[Image object location entries]
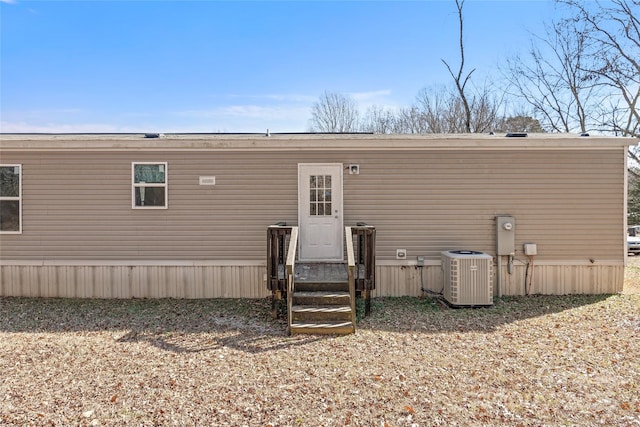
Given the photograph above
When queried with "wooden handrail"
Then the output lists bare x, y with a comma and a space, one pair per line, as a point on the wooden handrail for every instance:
291, 269
364, 236
351, 265
277, 236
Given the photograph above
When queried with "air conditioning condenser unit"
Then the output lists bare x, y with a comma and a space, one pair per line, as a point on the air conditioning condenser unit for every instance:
468, 278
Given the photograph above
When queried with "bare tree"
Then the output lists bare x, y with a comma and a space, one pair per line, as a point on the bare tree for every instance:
378, 119
554, 81
334, 112
613, 31
520, 123
460, 80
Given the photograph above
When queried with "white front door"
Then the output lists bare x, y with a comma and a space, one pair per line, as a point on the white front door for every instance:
320, 211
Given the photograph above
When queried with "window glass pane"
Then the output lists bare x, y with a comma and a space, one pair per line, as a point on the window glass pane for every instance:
10, 181
149, 173
149, 196
10, 215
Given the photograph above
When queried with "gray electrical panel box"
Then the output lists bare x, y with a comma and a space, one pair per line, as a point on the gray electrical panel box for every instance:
505, 235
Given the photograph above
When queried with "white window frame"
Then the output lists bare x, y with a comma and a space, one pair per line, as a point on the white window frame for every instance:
135, 185
19, 199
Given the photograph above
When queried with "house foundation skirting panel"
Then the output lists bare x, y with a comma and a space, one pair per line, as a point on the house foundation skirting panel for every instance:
133, 281
189, 280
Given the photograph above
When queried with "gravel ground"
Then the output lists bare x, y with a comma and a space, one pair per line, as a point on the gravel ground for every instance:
527, 361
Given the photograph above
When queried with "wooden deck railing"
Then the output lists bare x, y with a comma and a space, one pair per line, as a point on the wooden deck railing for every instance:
364, 238
351, 271
281, 245
278, 236
291, 271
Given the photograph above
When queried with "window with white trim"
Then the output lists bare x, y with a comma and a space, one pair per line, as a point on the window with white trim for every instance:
10, 199
149, 185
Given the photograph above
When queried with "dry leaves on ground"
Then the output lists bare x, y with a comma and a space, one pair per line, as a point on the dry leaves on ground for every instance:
536, 360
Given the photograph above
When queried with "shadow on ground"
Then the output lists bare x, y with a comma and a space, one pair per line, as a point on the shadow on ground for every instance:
244, 324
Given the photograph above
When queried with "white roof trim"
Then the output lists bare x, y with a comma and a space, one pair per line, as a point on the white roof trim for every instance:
303, 142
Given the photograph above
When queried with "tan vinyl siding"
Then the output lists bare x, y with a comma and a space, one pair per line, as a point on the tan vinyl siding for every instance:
77, 205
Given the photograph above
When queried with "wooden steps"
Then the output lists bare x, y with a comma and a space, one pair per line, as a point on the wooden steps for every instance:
321, 306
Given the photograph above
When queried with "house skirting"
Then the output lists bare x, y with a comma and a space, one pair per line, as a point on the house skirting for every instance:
201, 279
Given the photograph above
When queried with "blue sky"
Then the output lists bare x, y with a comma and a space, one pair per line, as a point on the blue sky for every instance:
241, 66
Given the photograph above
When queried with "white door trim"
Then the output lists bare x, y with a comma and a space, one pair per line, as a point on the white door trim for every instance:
321, 237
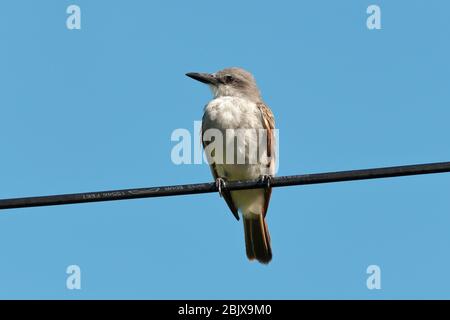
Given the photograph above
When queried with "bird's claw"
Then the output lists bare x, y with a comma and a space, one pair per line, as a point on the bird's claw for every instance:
220, 184
267, 180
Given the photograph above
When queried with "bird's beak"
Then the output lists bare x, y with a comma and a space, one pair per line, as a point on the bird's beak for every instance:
203, 77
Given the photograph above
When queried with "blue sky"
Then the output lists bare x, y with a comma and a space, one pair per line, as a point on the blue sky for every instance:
94, 109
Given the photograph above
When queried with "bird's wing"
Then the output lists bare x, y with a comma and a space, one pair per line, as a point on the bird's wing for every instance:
226, 194
269, 126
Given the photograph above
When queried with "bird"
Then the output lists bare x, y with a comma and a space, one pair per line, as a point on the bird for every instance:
237, 105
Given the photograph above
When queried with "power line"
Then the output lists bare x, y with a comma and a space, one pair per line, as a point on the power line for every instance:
283, 181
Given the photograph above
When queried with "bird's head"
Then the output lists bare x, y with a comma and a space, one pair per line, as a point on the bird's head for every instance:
235, 82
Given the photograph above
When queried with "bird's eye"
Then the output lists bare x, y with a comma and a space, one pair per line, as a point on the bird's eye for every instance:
228, 78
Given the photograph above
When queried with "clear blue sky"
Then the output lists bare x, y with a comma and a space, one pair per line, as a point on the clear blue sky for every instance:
93, 109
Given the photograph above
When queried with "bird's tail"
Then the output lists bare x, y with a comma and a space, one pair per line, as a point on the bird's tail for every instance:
257, 239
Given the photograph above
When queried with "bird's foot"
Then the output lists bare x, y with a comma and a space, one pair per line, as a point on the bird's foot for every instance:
267, 180
220, 184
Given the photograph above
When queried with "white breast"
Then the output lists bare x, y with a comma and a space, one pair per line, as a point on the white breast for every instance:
236, 113
232, 113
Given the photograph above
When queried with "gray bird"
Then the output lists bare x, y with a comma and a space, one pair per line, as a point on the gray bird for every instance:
237, 104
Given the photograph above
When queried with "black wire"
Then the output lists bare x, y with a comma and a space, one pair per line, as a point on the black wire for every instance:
284, 181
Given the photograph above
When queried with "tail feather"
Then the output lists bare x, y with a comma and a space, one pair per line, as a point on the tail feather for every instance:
257, 239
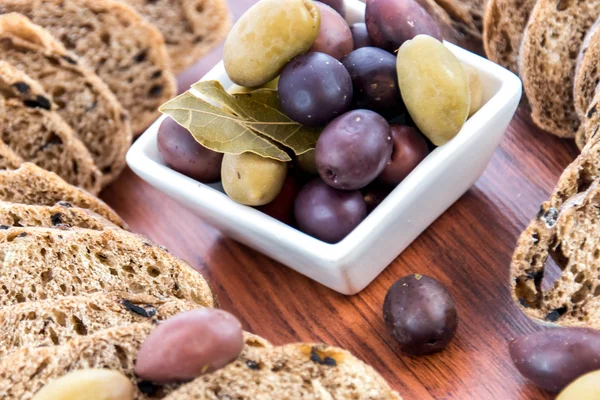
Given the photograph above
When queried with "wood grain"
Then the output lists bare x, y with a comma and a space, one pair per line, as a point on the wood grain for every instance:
468, 249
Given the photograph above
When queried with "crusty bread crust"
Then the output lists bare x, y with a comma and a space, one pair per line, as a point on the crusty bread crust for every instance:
125, 50
27, 370
83, 100
503, 26
46, 263
57, 216
294, 371
54, 322
548, 59
191, 28
30, 184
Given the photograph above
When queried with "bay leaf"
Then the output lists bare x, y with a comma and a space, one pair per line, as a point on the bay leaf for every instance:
262, 111
219, 130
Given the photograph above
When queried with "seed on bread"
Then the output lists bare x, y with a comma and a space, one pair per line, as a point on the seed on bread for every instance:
124, 50
78, 95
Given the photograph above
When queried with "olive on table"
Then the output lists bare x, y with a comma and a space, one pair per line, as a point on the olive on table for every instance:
409, 150
392, 22
326, 213
334, 36
353, 149
188, 345
88, 384
181, 152
434, 87
267, 37
337, 5
374, 80
475, 89
586, 387
554, 358
282, 208
314, 88
360, 35
420, 314
251, 179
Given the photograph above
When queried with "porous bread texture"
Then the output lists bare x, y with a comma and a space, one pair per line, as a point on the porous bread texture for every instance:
548, 58
44, 263
452, 30
55, 321
503, 27
540, 246
191, 27
27, 370
294, 371
587, 71
125, 50
59, 215
8, 158
30, 184
82, 99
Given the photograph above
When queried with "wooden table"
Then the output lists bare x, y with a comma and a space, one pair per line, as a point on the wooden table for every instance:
468, 249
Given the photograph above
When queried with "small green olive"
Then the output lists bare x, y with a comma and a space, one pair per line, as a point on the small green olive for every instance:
267, 37
92, 384
251, 179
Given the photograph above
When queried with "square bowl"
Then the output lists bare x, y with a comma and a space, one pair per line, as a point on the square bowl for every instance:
350, 265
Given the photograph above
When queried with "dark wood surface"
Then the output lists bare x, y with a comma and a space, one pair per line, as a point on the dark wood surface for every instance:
468, 249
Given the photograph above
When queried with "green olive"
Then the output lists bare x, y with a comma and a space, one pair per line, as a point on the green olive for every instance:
267, 37
586, 387
251, 179
434, 87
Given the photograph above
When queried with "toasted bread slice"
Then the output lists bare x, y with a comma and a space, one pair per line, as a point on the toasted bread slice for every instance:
59, 215
27, 370
81, 98
548, 60
587, 71
503, 27
54, 322
46, 263
294, 371
124, 50
37, 133
191, 27
30, 184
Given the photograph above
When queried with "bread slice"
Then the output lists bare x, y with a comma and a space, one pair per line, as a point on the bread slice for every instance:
126, 51
26, 371
59, 215
30, 184
42, 263
40, 135
548, 58
82, 99
8, 158
503, 27
587, 72
191, 27
294, 371
56, 321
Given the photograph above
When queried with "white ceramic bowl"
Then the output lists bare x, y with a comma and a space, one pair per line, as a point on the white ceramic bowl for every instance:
350, 265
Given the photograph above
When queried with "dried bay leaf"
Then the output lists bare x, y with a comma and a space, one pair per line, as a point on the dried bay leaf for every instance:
262, 113
218, 130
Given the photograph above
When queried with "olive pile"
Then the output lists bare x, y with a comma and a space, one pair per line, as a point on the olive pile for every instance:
375, 88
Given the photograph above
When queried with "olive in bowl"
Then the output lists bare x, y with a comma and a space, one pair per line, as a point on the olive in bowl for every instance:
420, 314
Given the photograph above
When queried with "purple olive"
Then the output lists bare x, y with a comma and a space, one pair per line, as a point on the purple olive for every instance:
181, 152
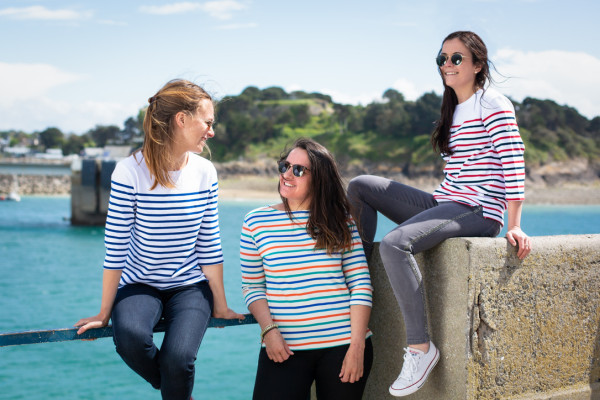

- **Short exercise**: Please extract each of the lines above that contains the word "porous", copying every such line in full. Case counts.

- **The completed task**:
When queried with "porous bread texture"
Then the output lists bare x, y with a comma and a space, one pair per line, as a point on the porous bread texture for every instance:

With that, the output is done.